Records of labeled points:
>> begin
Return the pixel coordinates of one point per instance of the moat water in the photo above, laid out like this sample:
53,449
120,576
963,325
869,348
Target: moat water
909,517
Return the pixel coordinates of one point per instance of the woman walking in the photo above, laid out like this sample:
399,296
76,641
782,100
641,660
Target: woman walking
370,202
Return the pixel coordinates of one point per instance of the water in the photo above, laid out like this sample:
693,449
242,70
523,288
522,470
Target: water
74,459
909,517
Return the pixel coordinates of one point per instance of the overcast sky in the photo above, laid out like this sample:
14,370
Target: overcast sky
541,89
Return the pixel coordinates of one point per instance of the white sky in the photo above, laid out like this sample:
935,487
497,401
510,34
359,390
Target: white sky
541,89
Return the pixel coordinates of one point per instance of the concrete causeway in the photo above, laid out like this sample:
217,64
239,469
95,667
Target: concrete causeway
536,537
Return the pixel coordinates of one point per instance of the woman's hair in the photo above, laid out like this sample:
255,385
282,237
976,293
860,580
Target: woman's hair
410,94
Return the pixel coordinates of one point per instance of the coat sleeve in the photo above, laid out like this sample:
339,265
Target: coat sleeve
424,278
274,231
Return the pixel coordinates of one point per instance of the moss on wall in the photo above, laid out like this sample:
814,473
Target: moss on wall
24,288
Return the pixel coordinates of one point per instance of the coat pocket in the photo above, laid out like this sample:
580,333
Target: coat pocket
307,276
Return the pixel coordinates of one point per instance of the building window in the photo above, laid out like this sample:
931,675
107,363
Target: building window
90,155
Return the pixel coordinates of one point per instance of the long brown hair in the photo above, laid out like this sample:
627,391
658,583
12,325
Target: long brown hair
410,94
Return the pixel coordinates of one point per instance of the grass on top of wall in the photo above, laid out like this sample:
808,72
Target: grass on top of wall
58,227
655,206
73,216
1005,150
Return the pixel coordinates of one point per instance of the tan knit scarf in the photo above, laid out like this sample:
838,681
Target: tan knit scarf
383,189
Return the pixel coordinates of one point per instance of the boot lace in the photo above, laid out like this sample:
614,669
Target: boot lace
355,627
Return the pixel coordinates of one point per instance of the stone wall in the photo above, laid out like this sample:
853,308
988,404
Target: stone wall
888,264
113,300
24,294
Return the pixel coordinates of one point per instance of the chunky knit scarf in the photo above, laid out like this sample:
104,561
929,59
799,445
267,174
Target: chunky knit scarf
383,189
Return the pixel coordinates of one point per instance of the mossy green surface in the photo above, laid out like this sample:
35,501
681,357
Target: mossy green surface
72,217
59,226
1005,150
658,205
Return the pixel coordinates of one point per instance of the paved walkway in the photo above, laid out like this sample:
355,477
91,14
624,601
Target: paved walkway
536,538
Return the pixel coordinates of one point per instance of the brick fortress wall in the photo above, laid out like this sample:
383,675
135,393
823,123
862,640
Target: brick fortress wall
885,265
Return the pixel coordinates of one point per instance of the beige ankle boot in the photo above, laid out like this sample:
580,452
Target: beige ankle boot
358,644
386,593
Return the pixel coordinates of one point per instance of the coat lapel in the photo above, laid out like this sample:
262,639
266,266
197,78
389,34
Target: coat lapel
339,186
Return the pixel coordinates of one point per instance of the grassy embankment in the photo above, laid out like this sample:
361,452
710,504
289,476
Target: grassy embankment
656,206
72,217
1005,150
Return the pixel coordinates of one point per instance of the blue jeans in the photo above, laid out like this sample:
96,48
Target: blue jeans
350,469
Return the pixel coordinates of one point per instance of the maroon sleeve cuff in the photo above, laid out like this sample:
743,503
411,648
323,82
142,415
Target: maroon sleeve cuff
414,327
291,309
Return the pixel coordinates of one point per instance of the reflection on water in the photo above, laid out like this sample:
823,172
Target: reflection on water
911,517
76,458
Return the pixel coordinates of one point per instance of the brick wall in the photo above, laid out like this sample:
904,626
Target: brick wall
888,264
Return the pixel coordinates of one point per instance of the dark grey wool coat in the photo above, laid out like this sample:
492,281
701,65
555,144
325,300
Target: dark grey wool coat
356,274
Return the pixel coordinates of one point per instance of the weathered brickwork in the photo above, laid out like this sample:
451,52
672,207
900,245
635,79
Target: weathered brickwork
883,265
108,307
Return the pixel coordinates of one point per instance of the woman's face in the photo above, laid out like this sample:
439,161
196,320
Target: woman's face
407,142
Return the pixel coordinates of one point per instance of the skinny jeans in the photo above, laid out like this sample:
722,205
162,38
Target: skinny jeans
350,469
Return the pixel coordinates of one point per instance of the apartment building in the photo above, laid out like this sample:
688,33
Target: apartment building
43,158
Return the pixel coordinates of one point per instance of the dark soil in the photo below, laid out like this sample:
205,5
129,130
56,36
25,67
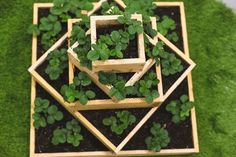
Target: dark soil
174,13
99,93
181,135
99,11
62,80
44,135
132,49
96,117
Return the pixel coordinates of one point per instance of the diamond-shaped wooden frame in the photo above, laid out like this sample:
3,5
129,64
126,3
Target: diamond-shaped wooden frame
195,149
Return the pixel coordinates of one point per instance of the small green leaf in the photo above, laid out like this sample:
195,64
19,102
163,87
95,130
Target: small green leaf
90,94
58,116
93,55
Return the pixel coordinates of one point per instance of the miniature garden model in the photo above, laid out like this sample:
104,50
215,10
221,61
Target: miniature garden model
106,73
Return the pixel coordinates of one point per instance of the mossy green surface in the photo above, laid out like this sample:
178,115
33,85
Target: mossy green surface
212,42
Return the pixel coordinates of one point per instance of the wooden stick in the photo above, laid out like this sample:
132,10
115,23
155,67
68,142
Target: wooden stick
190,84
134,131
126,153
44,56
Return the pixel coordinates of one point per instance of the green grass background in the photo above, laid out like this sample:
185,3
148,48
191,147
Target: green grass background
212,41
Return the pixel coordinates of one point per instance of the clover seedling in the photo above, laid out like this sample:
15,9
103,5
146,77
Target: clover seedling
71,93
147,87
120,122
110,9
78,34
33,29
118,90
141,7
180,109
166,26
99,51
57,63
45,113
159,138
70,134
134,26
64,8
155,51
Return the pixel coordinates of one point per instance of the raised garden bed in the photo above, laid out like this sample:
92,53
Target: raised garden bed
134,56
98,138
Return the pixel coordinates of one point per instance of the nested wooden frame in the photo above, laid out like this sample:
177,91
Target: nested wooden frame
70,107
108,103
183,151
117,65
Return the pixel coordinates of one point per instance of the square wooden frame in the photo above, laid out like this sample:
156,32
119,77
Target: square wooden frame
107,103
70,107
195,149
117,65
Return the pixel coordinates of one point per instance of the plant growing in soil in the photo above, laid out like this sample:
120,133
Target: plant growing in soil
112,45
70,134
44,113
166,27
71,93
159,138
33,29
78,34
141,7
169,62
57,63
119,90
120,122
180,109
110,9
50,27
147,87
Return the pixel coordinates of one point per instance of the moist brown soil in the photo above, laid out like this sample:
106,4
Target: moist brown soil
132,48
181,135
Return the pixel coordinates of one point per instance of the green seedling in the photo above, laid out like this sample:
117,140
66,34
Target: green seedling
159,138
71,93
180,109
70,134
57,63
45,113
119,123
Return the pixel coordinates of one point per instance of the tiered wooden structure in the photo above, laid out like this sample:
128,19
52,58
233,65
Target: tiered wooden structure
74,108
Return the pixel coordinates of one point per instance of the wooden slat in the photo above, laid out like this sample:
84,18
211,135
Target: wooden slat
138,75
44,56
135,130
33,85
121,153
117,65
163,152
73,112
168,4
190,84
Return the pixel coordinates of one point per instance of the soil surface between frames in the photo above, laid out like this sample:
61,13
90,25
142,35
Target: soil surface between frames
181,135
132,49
>> end
>> begin
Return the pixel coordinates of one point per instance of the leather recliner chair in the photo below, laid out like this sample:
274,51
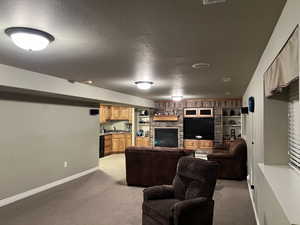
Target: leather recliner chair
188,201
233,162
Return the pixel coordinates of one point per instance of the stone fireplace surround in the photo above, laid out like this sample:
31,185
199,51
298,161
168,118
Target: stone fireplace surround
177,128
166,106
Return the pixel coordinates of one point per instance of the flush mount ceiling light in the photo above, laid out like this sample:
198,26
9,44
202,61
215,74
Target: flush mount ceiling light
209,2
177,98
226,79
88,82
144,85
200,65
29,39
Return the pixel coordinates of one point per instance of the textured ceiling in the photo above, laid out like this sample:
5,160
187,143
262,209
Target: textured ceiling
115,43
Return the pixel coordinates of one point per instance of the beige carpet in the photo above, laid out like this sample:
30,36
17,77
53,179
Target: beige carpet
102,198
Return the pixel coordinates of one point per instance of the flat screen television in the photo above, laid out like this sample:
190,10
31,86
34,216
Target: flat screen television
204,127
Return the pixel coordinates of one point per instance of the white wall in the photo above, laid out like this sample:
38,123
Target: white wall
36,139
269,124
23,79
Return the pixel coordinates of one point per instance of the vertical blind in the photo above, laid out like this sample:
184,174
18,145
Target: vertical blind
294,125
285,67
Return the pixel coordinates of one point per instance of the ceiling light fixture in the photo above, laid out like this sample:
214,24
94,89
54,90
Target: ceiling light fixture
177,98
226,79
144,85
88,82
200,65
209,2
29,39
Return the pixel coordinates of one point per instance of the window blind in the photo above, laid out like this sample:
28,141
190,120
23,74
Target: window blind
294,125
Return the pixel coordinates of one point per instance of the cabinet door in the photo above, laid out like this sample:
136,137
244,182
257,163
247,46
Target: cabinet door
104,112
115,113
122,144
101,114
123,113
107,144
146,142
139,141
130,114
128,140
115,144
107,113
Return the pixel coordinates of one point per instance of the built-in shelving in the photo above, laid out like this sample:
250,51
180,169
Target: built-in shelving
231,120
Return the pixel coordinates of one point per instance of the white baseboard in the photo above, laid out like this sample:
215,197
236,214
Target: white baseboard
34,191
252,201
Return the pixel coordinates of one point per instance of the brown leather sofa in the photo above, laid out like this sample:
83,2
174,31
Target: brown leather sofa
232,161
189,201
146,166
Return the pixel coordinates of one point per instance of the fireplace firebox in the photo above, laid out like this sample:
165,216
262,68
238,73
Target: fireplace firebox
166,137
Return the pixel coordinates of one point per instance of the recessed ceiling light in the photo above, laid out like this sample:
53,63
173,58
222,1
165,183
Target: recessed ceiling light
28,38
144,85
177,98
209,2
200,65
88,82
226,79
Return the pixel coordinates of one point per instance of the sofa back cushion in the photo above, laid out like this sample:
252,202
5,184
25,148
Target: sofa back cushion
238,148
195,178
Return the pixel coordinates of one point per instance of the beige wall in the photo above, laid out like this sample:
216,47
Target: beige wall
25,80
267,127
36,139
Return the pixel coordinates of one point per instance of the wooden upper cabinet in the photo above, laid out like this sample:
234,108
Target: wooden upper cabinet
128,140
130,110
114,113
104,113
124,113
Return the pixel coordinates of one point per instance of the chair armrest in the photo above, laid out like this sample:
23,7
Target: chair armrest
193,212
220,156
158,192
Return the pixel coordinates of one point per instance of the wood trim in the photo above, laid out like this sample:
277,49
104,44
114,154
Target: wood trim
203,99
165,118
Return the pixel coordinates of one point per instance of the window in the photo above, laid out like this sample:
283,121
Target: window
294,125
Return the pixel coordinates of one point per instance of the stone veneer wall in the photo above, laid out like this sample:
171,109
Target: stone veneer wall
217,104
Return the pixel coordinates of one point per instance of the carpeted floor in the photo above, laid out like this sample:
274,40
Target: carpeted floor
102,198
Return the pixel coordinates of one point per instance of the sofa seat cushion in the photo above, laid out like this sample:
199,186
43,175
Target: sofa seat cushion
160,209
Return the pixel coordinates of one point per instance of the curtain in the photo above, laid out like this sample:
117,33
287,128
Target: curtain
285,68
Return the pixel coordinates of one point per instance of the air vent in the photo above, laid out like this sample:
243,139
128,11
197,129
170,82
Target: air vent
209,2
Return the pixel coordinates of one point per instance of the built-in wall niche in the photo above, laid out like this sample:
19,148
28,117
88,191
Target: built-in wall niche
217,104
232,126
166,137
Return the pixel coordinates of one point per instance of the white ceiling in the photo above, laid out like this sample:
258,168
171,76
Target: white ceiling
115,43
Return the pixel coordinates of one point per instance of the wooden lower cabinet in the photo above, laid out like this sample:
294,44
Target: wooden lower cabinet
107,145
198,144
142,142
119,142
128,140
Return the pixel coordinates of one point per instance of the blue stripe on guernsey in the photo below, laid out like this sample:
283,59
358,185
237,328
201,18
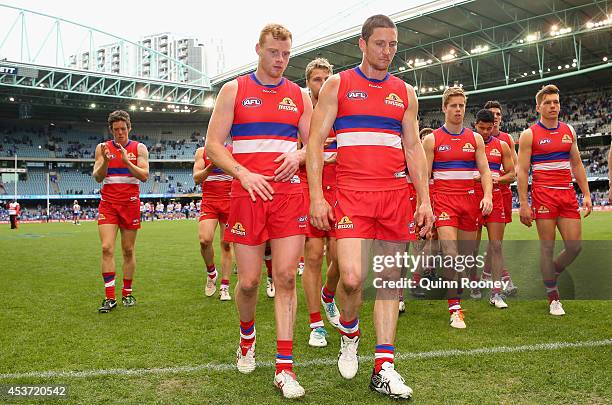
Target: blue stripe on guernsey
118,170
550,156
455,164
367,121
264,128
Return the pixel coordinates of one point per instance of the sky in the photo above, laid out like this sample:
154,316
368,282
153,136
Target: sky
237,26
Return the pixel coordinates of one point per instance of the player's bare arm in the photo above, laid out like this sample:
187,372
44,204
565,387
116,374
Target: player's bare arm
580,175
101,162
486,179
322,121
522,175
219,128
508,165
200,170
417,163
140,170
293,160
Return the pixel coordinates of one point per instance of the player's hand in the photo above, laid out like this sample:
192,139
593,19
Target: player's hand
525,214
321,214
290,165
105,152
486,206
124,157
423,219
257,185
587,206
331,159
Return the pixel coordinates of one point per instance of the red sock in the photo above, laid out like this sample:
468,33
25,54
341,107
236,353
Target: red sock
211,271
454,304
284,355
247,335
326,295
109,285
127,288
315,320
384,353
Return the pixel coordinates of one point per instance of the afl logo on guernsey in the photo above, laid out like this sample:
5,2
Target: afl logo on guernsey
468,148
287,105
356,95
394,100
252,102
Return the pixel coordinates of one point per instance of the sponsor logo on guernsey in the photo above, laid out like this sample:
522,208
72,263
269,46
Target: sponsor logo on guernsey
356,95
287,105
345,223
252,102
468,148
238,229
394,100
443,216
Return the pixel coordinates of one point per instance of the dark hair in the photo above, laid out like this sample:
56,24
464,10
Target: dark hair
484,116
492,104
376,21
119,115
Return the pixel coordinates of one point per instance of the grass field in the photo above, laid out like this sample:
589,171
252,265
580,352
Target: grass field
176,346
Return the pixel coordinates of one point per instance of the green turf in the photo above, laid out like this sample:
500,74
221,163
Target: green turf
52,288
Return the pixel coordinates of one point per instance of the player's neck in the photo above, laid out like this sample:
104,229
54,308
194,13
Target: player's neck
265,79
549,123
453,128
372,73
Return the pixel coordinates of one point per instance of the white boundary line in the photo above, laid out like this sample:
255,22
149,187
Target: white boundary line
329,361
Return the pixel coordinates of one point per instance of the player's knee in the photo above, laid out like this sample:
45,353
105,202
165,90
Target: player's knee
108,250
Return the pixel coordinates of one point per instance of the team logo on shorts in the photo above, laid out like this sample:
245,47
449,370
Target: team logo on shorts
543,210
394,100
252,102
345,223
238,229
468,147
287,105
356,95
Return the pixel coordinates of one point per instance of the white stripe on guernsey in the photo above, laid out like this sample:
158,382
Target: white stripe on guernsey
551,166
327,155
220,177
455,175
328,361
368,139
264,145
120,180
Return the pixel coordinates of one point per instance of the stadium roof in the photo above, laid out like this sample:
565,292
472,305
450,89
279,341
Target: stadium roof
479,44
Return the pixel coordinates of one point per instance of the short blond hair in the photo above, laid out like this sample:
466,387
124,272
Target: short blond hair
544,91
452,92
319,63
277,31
>> end
Count the lines of the material above that contain the string "turf", treating uppercase and lowercase as different, and reply with the number only.

2